--- start ---

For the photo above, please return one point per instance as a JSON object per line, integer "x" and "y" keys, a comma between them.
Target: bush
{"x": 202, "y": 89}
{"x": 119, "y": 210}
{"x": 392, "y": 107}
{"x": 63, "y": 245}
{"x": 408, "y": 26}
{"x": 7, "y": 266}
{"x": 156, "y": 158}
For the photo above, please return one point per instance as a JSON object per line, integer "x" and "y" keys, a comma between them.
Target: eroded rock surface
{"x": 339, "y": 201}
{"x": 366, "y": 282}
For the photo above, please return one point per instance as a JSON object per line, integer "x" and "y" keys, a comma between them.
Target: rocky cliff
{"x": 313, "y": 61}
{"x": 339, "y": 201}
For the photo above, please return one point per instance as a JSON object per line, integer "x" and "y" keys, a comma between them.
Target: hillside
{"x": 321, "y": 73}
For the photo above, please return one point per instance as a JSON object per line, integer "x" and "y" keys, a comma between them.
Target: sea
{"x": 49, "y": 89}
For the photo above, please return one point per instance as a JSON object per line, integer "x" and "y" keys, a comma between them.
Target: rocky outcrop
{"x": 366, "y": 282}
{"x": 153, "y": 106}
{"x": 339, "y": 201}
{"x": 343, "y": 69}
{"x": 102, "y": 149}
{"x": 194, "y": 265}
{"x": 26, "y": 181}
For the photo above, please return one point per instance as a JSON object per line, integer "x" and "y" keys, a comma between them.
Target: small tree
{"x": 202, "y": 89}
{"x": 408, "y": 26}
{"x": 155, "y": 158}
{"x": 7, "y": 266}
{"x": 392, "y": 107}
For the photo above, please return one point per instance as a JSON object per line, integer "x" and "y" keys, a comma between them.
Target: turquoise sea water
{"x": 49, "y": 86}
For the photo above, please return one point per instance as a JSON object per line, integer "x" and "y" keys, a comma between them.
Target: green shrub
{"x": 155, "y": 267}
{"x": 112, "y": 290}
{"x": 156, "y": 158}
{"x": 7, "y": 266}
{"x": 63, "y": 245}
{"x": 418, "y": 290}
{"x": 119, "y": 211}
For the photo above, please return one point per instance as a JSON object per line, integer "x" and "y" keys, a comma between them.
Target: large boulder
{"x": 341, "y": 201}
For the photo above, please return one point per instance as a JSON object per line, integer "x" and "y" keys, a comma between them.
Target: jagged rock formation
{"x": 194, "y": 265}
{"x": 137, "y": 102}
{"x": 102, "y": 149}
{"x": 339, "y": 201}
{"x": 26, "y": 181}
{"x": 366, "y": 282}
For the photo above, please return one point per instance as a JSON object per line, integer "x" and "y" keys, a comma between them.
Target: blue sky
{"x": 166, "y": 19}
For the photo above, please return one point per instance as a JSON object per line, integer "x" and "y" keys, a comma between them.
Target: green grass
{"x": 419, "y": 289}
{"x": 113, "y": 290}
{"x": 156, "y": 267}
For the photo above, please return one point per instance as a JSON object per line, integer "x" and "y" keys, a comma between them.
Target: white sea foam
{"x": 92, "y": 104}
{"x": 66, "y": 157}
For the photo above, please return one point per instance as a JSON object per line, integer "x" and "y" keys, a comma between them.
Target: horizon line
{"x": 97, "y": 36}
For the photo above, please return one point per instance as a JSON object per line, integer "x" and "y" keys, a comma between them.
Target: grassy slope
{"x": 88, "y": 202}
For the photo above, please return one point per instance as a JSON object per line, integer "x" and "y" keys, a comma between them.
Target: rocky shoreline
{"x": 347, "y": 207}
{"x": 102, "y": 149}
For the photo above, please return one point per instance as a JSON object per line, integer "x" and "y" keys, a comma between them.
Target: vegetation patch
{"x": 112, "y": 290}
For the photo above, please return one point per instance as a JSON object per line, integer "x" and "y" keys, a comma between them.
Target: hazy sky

--- end ---

Problem statement: All of the lines above need to be given again exactly.

The result:
For the photo above, please return one point per instance as a JSON object per line, integer "x" and "y" keys, a comma between them.
Target: bush
{"x": 202, "y": 89}
{"x": 119, "y": 210}
{"x": 392, "y": 107}
{"x": 63, "y": 245}
{"x": 408, "y": 26}
{"x": 7, "y": 266}
{"x": 156, "y": 158}
For the photo above, please return one point per instance as a JSON object per line, integer "x" and "y" keys, a comma between them.
Target: eroded rock surface
{"x": 339, "y": 201}
{"x": 366, "y": 282}
For the photo above, please return one point per instance as a JSON object per line, integer "x" and "y" keys, a comma between them.
Target: rocky cliff
{"x": 313, "y": 61}
{"x": 339, "y": 201}
For the photo above, please return one point per instance as a JSON object per line, integer "x" and "y" keys, a comma between them.
Target: hillside
{"x": 321, "y": 73}
For the photo above, please return one point per instance as a JSON object per line, integer "x" and "y" keys, a comma between them.
Target: sea
{"x": 49, "y": 89}
For the photo above, please return one point per instance as a JSON object per line, integer "x" and "y" keys, a comma between them.
Target: rocky outcrop
{"x": 366, "y": 282}
{"x": 153, "y": 106}
{"x": 339, "y": 201}
{"x": 343, "y": 69}
{"x": 102, "y": 149}
{"x": 194, "y": 265}
{"x": 26, "y": 181}
For the photo above, please return one point per instance as a JSON object per line, integer "x" and "y" keys, a comma between them.
Target: small tree
{"x": 202, "y": 89}
{"x": 408, "y": 26}
{"x": 155, "y": 158}
{"x": 7, "y": 266}
{"x": 392, "y": 107}
For the photo above, please return one point per instance as a JSON object per line, integer "x" and "y" keys, a comma between them.
Target: turquoise sea water
{"x": 49, "y": 86}
For the photo above, please return one point per instance as a JSON object per line, integer "x" and "y" keys, a comma between them.
Target: green shrub
{"x": 155, "y": 267}
{"x": 112, "y": 290}
{"x": 156, "y": 158}
{"x": 7, "y": 266}
{"x": 63, "y": 245}
{"x": 418, "y": 290}
{"x": 119, "y": 211}
For the photo above, please return one point per instance as a JSON object per line, integer "x" and "y" keys, a comma between them.
Target: large boulder
{"x": 341, "y": 201}
For the photo above, please return one point per instance as a JSON object per line, integer "x" and "y" keys, a comma between them.
Target: jagged rock formation
{"x": 194, "y": 265}
{"x": 137, "y": 102}
{"x": 102, "y": 149}
{"x": 339, "y": 201}
{"x": 26, "y": 181}
{"x": 366, "y": 282}
For the photo above, please return one point per instance as a JSON object per line, integer "x" and "y" keys, a comma between them.
Target: blue sky
{"x": 166, "y": 19}
For the photo above, please return one point per instance as a JSON object per line, integer "x" and "y" keys, a comma between them.
Target: green grass
{"x": 419, "y": 289}
{"x": 113, "y": 290}
{"x": 156, "y": 267}
For the photo above, please return one point per instance as a JSON object per line, integer "x" and "y" keys, a comma between them.
Target: white sea foam
{"x": 92, "y": 104}
{"x": 66, "y": 157}
For the photo above, please return one point per instance as a JSON object per line, integer "x" and "y" keys, a comma between them.
Target: horizon line
{"x": 97, "y": 36}
For the photo above, please return one point per instance as a JSON object per line, integer "x" and "y" keys, a comma between them.
Target: grassy slope
{"x": 88, "y": 202}
For the photo above, please return one point per instance as a JSON object per line, integer "x" and "y" keys, a comma between them.
Target: rocky shoreline
{"x": 347, "y": 207}
{"x": 102, "y": 149}
For the photo above, please return one point per instance as a JSON object per line, integer "x" and "y" keys, a comma between them.
Target: vegetation patch
{"x": 112, "y": 290}
For the photo above, please return one point per instance as a JSON object per line, integer "x" and "y" keys, a comma between them.
Target: hazy sky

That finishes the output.